**Job 1**
List every line in the records that contains the string "white".

**Document section**
· · · · ·
In addition, when the high-crystalline carbon material (core material) is coated with a carbon material that is more low-crystalline than the core material, the electrochemical characteristics in the case of using the battery at a high voltage become much more favorable, and hence, such is preferable. The crystallinity of the carbon material of the coating may be confirmed by TEM.

When the high-crystalline carbon material is used, there is a tendency that it reacts with the nonaqueous electrolytic solution on charging, thereby worsening the electrochemical characteristics at low temperatures or high temperatures due to an increase of the interfacial resistance; however, in the lithium secondary battery according to the present invention, the electrochemical characteristics in the case of using the battery at a high voltage become favorable.

In addition, as the metal compound capable of absorbing and releasing lithium, serving as a negative electrode active material, there are preferably exemplified compounds containing at least one metal element, such as Si, Ge, Sn, Pb, P, Sb, Bi, Al, Ga, In, Ti, Mn, Fe, Co, Ni, Cu, Zn, Ag, Mg, Sr, Ba, etc. The metal compound may be used in any form including an elemental substance, an alloy, an oxide, a nitride, a sulfide, a boride, an alloy with lithium, and the like, and any of an elemental substance, an alloy, an oxide, and an alloy with lithium is preferred because the battery capacity may be increased thereby. Above all, more preferred are those containing at least one element selected from Si, Ge, and Sn, and especially preferred are those containing at least one element selected from Si and Sn, as capable of increasing the battery capacity.
· · · · ·
**Job 2**
According to the battery passage, by what method may the crystallinity of the coating's carbon material be confirmed?

[Recorded data]
· · · · ·
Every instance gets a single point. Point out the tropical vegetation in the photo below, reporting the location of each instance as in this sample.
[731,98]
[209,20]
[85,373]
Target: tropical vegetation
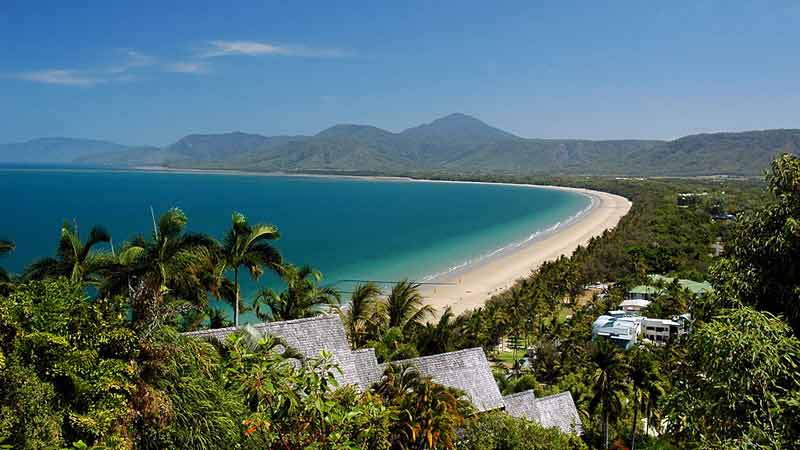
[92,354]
· · · · ·
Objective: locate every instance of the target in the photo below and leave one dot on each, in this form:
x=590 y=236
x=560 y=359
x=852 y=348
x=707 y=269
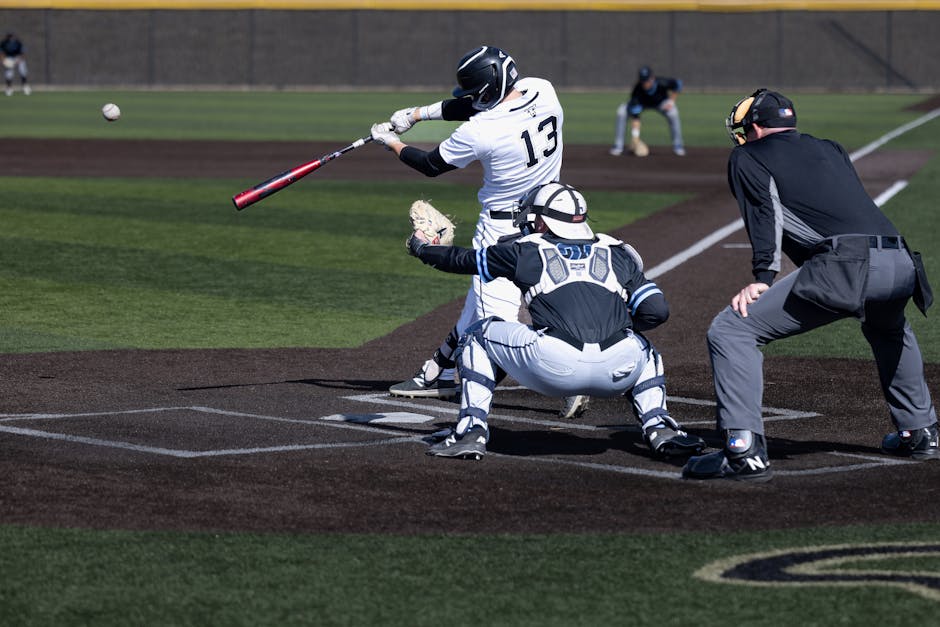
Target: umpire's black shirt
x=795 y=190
· · · · ·
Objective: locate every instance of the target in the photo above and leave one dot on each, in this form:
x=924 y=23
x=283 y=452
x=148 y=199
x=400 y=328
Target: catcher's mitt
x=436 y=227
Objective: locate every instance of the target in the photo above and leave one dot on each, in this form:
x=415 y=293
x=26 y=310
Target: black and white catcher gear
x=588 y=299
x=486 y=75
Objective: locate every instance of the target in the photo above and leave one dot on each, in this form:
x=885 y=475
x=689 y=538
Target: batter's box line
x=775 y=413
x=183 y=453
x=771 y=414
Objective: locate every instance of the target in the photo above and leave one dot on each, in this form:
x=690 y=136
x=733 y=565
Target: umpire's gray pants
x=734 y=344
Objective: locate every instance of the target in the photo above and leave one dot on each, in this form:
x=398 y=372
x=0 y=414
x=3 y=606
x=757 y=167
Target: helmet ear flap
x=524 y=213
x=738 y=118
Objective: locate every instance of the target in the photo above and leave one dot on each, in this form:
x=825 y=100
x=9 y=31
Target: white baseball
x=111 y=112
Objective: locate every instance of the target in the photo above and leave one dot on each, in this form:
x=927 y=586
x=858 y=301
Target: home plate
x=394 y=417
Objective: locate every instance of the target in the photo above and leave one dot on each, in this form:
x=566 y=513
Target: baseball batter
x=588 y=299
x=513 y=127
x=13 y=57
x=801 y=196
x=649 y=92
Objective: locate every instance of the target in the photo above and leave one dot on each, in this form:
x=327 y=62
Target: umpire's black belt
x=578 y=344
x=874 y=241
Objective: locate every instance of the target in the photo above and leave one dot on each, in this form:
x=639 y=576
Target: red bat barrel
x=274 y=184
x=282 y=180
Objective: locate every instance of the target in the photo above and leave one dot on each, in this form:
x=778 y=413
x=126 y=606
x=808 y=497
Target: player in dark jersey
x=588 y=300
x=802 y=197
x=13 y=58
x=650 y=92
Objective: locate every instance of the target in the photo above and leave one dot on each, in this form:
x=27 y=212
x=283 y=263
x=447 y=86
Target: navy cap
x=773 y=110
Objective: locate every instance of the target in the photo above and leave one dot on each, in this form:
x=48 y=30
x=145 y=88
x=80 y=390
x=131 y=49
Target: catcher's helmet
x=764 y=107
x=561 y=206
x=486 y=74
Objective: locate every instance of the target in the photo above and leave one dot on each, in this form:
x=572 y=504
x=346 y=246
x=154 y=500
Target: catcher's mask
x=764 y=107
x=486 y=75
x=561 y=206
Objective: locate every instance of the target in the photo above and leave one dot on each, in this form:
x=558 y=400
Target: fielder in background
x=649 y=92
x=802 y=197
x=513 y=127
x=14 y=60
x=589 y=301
· · · · ·
**Problem solution 1**
Target: black and white catcher gear
Target: white baseball

**Problem solution 2**
By TEM.